» WHAT IS BEING ASKED: Reproduce all the lines below exactly and omit the images.

(Entries from a pointing dataset)
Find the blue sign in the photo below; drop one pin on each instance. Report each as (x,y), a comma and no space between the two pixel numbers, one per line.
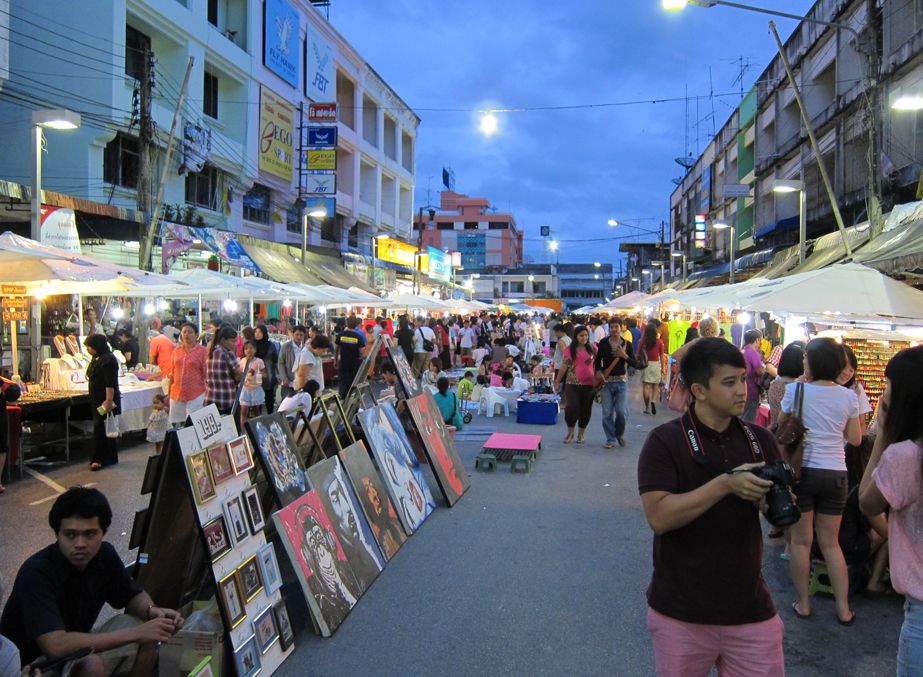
(322,137)
(281,35)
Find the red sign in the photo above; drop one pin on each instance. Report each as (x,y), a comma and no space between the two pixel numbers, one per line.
(322,112)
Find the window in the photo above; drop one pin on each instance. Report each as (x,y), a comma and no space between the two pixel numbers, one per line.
(202,188)
(121,161)
(210,95)
(137,44)
(256,204)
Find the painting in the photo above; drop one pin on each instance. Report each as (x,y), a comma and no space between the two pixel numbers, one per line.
(241,454)
(399,467)
(220,461)
(277,451)
(254,510)
(200,476)
(373,499)
(247,658)
(326,578)
(216,537)
(408,382)
(356,539)
(439,447)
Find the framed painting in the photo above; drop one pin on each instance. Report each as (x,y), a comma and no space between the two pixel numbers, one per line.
(373,499)
(356,539)
(276,448)
(439,447)
(326,578)
(400,469)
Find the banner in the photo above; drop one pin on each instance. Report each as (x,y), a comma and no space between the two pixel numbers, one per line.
(281,39)
(276,135)
(59,228)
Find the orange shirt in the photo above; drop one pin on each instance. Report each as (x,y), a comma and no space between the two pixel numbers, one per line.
(188,380)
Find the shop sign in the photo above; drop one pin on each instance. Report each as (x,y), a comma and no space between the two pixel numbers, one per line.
(281,38)
(276,135)
(322,159)
(394,251)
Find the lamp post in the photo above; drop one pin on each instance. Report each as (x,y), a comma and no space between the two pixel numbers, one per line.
(791,186)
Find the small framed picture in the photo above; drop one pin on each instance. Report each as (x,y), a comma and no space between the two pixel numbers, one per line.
(200,474)
(241,454)
(264,629)
(283,624)
(232,600)
(216,535)
(220,461)
(247,658)
(236,522)
(269,568)
(254,510)
(250,582)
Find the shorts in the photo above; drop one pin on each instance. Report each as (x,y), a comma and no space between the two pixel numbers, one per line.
(822,491)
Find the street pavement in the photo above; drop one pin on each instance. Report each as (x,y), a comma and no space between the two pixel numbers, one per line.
(529,574)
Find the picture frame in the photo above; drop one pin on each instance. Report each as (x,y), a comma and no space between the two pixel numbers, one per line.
(216,538)
(235,521)
(283,624)
(265,630)
(219,459)
(241,453)
(269,568)
(247,658)
(250,582)
(200,477)
(254,510)
(232,599)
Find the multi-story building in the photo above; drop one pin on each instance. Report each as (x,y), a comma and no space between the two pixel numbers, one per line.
(486,239)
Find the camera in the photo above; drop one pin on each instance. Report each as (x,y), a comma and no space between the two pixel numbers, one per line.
(781,510)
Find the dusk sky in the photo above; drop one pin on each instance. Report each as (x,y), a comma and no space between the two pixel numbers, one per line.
(571,168)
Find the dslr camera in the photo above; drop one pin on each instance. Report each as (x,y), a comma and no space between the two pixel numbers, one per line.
(781,510)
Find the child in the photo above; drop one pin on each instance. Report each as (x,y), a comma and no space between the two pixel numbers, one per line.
(252,394)
(158,422)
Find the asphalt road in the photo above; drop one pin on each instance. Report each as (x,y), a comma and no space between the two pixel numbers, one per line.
(538,574)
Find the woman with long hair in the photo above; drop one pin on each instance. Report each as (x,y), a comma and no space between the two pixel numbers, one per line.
(894,479)
(579,375)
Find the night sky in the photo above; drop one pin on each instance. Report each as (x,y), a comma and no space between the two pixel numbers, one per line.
(570,168)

» REPLY:
Find the blue sign in the photo below; drop one pin on each instance. Report each as (x,y), a comma and no space between the two pixel numbers, one per line.
(322,137)
(281,35)
Find the red sign in the photo above; drop one pin on each instance. Report each as (x,y), a comma and no space between the two pixel numbers, one per line.
(322,112)
Find the window in the photo above; drop one pin on each instance. Report each as (x,y), a comma and no space between the two pixel numbers, one per line.
(202,188)
(121,161)
(210,95)
(137,44)
(256,204)
Find the painting in the photo above; drop one pin on each instance. Report each as (x,y), a comma and no space between the two pixel numbers, one per line.
(241,454)
(399,467)
(220,461)
(277,451)
(254,510)
(200,476)
(373,499)
(247,658)
(326,578)
(216,537)
(408,382)
(356,539)
(439,447)
Find the framed painting in the photo above; drop one pin on each instance. Report each as (x,y), a comma and no space between the two pixel numbers, one per line.
(373,499)
(356,539)
(276,448)
(439,447)
(326,578)
(400,469)
Find the banner in the photo above; drop one pin on each instance. Report each as (x,y), a comma and no space between the two pixel numbers, one per line.
(281,39)
(276,135)
(59,228)
Find the orange shirt in the photo above; drop one pin on each instance. Report each as (x,y), a comma and no space between the two pixel numbers, one per line.
(188,380)
Find the shop sign in the photo above; drop one pin on each instance. Report each as (x,y), a comma and no space between the two pixel numbers, one per line.
(281,38)
(276,135)
(322,159)
(394,251)
Find the lamp post in the photo above; drop one pin on each instance. Report each as (x,y), a comma and no space between the two pixel numbers, one per line.
(791,186)
Find the small framed picture in the photo above; drop one pin on each instance. Report each as (x,y), a comma and no space between the two pixel numbers, one per line.
(200,474)
(241,454)
(264,629)
(283,624)
(232,600)
(216,535)
(220,461)
(247,658)
(236,522)
(269,568)
(254,510)
(250,582)
Find the shorts in the photo above; drop one pin on each instance. Report each as (x,y), a comma and no space between the two pixel numbers, one per line.
(822,491)
Find the street pavement in the photo above; drop one pin on each instance. Report each as (x,y), a comma and no space between the two pixel numbers, one per line.
(529,574)
Find the picture frame in the photo above; drop one pin on each instance. Report each as (x,y), a comma and no space between the two pixel numbers, one per line.
(216,538)
(235,521)
(283,624)
(265,630)
(219,459)
(241,453)
(269,568)
(247,658)
(250,582)
(200,477)
(254,510)
(232,599)
Find the multi-story building in the photo above; drop one pin on each instance. Report each as (x,y), a comma and no space between the two pixel numbers, one per line.
(486,239)
Find the camera in the photo above; drop one pin on each instance. Report each as (x,y), a comma and no space between the two pixel numbers, one per line.
(781,510)
Find the dusk sky in the photo above; drop one pin on each instance. Report each as (x,y), a comma and no space between the two pixel numbers, one per line.
(571,168)
Find the dslr camera in the photo above; drop one pin on each instance. Report each as (x,y), a comma and no space between the two pixel numbers, one per line.
(781,510)
Find the child in the photo above; drop one pin on each instance. Report each as (x,y), a comma and no space between the two pixel numbers, one per line.
(252,394)
(158,422)
Find the asphalt road in the photo above; drop one pin on each instance. Report each as (x,y), a comma and no space between the two pixel numbers, one per line.
(538,574)
Find the woman with long hair in the photo above; drop one pin on each instance. Report each as (x,y), a comma and no space between the two pixel numbers, one per line.
(894,479)
(579,375)
Find the night sky in the photo above; drop one pin on each instance. Report each as (x,y), a comma and no space between the two pixel numbers, one per line.
(570,168)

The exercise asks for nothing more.